Kalau saja Gus Yahya bukan Ketua Umum PBNU, maka sudah pasti ia akan diserang oleh para aktivis feminisme Muslim yang notabene adalah para aktivis di Fatayat dan Muslimat. Di sinilah kejujuran dan keadilan intelektual kita diuji. Saya juga tidak bisa membayangkan, bahwa para aktivis feminisme akan marah kepada Gus Yahya kalau saja ia bukan Ketua Umum PBNU.
Namun seperti yang telah saya duga, sangat sulit (untuk enggan mengatakan mustahil) jika para aktivis Fatayat dan Muslimat menyerang Ketua Umumnya sendiri. Maka akan sebisa mungkin, para aktivis Fatayat dan Muslimat atau umumnya para aktivis feminisme Muslim akan gencar melakukan “pembelaan” atau minimalnya husnuzhan.
Dalam video itu Gus Yahya tidak sedang basa-basi menyatakan bahwa kita (warga NU) tidak perlu ikut-ikutan ideologi gender dari budaya lain. Yakni feminisme yang asalnya dari Barat. Dengan kata lain, dari berbagai aliran feminisme yang ada, sebaiknya tetap tidak perlu merujuk pada ideologi gender budaya lain. Bagaimana pun feminisme tidak berakar dari khazanah keilmuan dan budaya Islam di Indonesia. Pernyataan Gus Yahya ini selain tegas, juga mutlak. Tidak basa-basi, dan tidak ada multi-tafsir. Dan kalau mau fair, sudah pasti Gus Yahya akan digeruduk oleh para aktivis Fatayat dan Muslimat.

> _DATA YANG DIBERIKAN_:
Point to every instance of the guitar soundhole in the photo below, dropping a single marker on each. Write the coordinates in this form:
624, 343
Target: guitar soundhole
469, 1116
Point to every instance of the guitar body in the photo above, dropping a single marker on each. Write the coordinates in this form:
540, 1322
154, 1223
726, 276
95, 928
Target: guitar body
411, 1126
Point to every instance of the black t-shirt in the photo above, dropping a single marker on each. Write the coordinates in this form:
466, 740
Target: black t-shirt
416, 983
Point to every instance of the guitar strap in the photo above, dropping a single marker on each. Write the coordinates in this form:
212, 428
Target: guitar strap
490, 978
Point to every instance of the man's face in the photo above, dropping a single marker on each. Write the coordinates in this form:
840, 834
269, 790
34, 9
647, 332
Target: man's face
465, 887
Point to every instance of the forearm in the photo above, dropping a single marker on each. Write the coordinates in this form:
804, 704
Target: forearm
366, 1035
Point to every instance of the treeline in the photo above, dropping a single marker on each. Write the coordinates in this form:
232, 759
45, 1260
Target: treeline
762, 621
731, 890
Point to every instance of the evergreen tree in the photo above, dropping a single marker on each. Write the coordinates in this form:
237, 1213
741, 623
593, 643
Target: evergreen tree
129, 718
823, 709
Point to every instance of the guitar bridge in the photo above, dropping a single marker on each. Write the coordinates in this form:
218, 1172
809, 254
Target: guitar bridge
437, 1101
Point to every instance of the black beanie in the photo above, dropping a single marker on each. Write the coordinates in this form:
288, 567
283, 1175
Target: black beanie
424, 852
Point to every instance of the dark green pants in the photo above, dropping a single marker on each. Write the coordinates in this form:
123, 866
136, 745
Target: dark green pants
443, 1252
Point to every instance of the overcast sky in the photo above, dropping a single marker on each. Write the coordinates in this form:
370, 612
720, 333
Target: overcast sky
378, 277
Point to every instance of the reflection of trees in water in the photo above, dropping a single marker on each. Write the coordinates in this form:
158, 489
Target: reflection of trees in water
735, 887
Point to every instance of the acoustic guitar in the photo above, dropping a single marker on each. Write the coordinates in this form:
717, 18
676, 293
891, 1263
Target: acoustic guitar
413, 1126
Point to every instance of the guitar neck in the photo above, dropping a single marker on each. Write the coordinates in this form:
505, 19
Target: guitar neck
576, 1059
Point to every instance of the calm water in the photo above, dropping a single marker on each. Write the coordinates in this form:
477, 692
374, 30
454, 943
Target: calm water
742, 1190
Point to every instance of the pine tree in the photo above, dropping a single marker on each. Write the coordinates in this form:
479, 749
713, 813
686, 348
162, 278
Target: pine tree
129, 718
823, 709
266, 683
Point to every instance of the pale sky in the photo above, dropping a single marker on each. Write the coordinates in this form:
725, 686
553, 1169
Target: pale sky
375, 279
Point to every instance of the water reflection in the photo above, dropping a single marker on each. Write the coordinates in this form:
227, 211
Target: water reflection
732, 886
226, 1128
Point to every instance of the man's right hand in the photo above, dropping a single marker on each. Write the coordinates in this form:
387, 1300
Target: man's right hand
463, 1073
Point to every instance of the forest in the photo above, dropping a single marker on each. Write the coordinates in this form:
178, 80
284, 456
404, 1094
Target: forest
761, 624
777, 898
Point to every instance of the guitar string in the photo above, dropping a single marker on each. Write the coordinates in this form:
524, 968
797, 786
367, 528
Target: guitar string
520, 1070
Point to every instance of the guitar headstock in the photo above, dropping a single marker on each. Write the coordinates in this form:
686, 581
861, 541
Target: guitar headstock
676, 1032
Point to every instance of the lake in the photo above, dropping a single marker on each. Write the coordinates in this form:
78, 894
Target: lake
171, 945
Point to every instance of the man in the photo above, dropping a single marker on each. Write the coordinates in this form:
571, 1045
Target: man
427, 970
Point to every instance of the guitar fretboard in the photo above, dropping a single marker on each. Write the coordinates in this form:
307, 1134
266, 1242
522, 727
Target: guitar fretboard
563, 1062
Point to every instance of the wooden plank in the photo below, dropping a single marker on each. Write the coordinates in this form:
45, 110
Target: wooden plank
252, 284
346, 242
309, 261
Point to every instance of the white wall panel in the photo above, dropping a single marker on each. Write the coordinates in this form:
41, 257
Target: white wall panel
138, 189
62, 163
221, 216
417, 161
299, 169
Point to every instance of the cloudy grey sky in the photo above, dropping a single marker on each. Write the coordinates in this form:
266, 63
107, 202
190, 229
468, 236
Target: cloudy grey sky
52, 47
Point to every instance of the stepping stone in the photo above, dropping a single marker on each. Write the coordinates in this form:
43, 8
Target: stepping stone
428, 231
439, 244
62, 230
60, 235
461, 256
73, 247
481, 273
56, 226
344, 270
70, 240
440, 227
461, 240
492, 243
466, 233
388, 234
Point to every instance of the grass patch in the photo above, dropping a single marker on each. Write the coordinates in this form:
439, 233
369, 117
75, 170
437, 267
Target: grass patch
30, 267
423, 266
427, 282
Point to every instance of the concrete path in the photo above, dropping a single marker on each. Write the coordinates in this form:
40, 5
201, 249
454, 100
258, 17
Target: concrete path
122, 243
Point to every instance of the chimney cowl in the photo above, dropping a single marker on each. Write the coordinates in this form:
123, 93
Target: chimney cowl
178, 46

--

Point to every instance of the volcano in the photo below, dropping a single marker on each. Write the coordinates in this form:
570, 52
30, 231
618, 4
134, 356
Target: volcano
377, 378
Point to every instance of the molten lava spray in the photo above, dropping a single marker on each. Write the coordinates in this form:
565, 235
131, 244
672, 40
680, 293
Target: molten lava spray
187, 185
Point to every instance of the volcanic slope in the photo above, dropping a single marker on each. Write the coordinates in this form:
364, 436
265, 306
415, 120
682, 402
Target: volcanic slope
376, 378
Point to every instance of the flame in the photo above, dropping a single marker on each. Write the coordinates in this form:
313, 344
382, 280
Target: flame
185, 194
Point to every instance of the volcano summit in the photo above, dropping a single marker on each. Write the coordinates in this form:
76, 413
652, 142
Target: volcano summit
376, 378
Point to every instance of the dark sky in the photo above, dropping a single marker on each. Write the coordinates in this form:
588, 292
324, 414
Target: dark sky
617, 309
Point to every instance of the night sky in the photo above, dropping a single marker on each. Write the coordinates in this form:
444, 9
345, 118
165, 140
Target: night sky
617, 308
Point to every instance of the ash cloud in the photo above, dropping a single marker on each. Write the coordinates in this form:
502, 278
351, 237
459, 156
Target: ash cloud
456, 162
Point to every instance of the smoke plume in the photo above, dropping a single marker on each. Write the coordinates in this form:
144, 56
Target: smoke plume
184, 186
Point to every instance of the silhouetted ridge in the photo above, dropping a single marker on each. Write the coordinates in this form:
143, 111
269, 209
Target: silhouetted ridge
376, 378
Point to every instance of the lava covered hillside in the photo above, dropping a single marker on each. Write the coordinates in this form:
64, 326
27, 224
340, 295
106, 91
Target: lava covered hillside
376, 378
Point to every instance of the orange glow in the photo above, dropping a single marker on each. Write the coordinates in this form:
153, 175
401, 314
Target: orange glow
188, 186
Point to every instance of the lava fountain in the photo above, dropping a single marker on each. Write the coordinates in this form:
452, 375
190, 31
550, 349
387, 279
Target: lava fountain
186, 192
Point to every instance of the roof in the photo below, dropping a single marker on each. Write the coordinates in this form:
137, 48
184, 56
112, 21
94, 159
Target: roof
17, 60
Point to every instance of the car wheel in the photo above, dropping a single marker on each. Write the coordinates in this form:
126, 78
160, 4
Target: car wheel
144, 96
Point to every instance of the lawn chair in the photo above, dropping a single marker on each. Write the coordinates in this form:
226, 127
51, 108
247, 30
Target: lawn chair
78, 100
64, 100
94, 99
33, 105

* * *

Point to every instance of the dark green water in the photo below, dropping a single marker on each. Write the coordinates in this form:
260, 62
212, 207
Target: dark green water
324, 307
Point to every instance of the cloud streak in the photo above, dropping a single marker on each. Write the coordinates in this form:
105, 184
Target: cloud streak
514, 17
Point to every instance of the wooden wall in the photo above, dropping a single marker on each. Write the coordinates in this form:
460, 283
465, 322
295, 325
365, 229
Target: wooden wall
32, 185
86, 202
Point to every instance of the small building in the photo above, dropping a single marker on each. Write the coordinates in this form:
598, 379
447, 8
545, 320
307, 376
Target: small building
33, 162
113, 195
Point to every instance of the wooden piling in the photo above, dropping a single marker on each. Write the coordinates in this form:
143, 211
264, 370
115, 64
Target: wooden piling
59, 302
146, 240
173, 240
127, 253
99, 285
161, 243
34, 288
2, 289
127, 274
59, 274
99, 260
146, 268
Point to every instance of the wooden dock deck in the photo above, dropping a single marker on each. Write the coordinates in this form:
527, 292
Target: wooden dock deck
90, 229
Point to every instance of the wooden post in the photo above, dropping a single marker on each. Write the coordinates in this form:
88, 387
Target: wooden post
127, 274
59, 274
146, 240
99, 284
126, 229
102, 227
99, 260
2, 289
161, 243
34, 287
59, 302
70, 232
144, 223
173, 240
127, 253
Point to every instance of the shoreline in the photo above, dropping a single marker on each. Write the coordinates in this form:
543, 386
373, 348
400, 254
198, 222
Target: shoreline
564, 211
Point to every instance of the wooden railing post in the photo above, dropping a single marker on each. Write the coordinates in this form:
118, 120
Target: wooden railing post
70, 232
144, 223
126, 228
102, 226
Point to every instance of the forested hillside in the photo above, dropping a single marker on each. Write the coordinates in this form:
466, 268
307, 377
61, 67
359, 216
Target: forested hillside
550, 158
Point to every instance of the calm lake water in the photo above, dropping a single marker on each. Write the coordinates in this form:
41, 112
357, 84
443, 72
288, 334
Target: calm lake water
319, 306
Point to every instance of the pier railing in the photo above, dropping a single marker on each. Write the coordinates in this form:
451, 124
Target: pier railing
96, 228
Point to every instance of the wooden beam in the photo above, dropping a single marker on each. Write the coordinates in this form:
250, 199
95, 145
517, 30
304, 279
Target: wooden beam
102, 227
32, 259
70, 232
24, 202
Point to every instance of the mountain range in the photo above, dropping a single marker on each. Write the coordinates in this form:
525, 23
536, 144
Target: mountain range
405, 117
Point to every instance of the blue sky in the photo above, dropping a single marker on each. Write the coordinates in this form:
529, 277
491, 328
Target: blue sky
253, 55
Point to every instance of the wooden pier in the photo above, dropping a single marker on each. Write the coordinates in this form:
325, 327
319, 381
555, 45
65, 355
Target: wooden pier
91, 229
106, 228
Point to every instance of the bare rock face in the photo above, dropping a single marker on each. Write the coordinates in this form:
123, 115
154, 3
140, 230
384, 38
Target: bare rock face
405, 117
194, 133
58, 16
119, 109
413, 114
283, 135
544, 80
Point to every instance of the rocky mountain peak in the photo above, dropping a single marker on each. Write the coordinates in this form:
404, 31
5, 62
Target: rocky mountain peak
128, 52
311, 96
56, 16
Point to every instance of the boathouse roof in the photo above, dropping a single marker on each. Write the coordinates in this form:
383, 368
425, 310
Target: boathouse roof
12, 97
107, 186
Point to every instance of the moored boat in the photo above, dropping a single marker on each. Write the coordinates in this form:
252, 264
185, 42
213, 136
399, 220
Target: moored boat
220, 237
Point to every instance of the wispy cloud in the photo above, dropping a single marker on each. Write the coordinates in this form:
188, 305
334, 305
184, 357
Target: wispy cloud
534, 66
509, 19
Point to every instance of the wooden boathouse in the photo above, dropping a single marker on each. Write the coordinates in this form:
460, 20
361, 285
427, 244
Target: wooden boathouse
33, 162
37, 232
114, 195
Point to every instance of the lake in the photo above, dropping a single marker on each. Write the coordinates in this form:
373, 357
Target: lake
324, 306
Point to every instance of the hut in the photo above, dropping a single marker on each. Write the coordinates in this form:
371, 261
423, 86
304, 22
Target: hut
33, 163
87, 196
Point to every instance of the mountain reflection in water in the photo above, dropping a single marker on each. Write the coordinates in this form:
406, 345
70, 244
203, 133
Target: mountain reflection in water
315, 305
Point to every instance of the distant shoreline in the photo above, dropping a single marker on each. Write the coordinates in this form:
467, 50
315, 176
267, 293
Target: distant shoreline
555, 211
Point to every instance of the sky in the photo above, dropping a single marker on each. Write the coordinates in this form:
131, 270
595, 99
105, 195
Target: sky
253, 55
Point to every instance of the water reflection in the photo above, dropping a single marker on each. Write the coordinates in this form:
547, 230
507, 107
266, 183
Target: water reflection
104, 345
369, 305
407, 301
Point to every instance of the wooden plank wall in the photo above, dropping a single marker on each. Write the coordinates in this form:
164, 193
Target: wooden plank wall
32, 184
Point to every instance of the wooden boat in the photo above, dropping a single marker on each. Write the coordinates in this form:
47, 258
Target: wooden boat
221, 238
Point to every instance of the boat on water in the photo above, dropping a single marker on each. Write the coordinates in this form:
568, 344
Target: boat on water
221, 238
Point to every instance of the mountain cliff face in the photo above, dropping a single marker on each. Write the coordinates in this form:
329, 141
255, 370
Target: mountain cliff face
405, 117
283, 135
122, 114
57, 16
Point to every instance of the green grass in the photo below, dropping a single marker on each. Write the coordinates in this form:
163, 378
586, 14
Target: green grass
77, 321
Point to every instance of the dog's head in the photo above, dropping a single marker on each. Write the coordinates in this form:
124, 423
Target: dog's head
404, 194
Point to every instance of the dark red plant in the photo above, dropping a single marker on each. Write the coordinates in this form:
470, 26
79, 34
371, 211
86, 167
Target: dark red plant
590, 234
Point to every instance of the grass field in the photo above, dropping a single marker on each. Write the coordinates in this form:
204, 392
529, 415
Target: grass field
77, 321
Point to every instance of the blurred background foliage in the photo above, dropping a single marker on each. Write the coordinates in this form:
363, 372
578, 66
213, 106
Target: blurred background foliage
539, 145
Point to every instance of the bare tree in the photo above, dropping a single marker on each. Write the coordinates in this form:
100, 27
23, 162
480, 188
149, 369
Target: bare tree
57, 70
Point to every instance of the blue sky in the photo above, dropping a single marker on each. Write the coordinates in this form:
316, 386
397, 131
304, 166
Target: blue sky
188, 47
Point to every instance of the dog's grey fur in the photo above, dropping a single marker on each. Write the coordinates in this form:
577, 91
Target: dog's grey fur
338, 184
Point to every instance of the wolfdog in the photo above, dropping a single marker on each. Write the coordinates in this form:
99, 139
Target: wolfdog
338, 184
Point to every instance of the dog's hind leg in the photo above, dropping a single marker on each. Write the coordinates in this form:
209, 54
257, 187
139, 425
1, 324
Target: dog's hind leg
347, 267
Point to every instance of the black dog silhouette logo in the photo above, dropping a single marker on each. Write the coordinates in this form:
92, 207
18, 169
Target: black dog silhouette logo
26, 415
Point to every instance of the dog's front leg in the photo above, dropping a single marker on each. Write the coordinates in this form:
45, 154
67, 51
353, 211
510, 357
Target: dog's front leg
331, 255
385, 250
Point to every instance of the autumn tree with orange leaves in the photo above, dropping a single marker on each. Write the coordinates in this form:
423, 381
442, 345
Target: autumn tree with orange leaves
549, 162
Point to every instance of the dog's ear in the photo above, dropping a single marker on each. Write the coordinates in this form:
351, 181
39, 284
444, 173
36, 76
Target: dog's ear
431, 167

> _TUJUAN TUGAS_:
**a)** Sebutkan semua nama organisasi yang disebut dalam teks sumber.
**b)** Tuliskan kembali tanpa perubahan seluruh bagian teks sumber dari "Namun seperti yang" hingga "atau minimalnya husnuzhan.".
Kerjakan hanya dengan berpedoman pada teks sumber.

> _HASIL BERURUTAN_:
**a)** PBNU, Fatayat, Muslimat, NU

**b)**
Namun seperti yang telah saya duga, sangat sulit (untuk enggan mengatakan mustahil) jika para aktivis Fatayat dan Muslimat menyerang Ketua Umumnya sendiri. Maka akan sebisa mungkin, para aktivis Fatayat dan Muslimat atau umumnya para aktivis feminisme Muslim akan gencar melakukan “pembelaan” atau minimalnya husnuzhan.